■ **本文**:
===============
●ダブルローのナタネ品種
日本ではナタネ油が古くから食用に使用されてきた。しかし,古い品種で製造したナタネ油には,人間や家畜の健康に害を及ぼす恐れのある成分が含まれていた。一つは,心臓障害を起こす危険のある不飽和脂肪酸(エルシン酸。エルカ酸ともいう)残基で,もう一つはイソチオシアネートの前駆体(グルコシノレート)から油を絞る際に生ずる分解産物で,甲状腺障害を起こす危険がある。このため,食用油の摂取量の多いアメリカは,ナタネ油の食用使用を禁止していた。他方,カナダは,エルシン酸を含まないと同時に,グルコシノレートも削減した品種を育成した。こうした品種はエルシン酸とグルコシレートの双方がないか低いので,「ダブルロー」の品種と呼ばれている。これが流通するようになって,アメリカも1985年からナタネ油の食用使用を認可した。
ちなみに,ナタネ油は英語でrape oilだが,この名称は別の意味を持つrapeを連想させ,消費者に積極的に宣伝できる名称とはいいがたい。このため,Canada oilの意味を持つcanola(キャノーラまたはカノーラ)と呼んでいる。
===============
■ **データ**:
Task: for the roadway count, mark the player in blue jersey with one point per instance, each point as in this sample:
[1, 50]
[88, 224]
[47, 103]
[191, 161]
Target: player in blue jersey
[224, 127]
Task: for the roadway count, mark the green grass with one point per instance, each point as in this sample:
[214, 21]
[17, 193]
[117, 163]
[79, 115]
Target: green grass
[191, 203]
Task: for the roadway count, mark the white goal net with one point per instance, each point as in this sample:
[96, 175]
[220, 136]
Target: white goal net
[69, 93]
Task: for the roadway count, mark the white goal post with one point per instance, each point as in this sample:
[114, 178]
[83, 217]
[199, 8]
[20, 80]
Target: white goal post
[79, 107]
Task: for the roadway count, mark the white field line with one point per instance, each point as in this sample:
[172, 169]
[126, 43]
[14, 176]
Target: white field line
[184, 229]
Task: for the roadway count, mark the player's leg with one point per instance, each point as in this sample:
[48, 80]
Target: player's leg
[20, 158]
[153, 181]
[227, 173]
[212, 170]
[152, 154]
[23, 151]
===============
■ **課題 1**: ナタネ油についての文章によると、アメリカがナタネ油を食用に使うことを認めたのは何年からですか。
■ **課題 2**: ナタネ油についての文章を、最後の文のあとから書きついでください。

■ **解答 1**: 1985年からです。

■ **解答 2**:
●バイオマスからのバイオ燃料の製造
サトウキビやトウモロコシからのバイオエタノール生産が,ブラジルやアメリカなどで本格化している。特にブラジルのサトウキビからのバイオエタノール価格はガソリンよりも安価で,生産が本格化している(環境保全型農業レポート.No.91 バイオ燃料製造拡大が農産物価格と環境に及ぼす影響;No.109 OECDがバイオ燃料の過熱に警鐘)。他方,EU(欧州連合)はナタネの過剰生産を抱えていた。このため,ドイツなどではナタネからバイオディーゼルの製造が取り組まれている。しかし,バイオディーゼルの生産コストはバイオエタノールよりも高く,さらに最近のナタネ価格の上昇によって競争力が低下している。そして,バイオディーゼルとバイオエタノールの経済的な境界点が,それぞれ,バレル当たりの原油価格が69〜76ユーロ,63〜85ユーロと試算されている(EU (2007) COM (2006) 845 final. Communication from the Commission to the Council and the European Parliament Biofuels Progress Report: Report on the progress made in the use of biofuels and other renewable fuels in the Member States of the European Union. 16p. )。この原油価格は2007年の平均為替レートで換算すると,バイオディーゼルで94〜104ドル,バイオエタノールで86〜116ドルになる。2008年8月には原油の先物価格が約145ドル/バレルにまで上昇したが,こうした事態の下ではバイオ燃料は原油と競争できることになる。
●日本におけるナタネの栽培状況
わが国では,戦争で減少したナタネ生産が終戦後に復活し,1957年に作付面積が25.9万haのピークに達した。しかし,選択的拡大の方針の下で,コメを除く穀物,ダイズ,油糧作物種子は輸入に切り換えられて,その後にナタネ生産は急激に減少し,2001年には全国でわずか301 haが栽培されるだけとなった(図1)。そして,2002年からはナタネは作物統計の対象でなくなり,農林水産省生産局が個別の県に問い合わせて集約している。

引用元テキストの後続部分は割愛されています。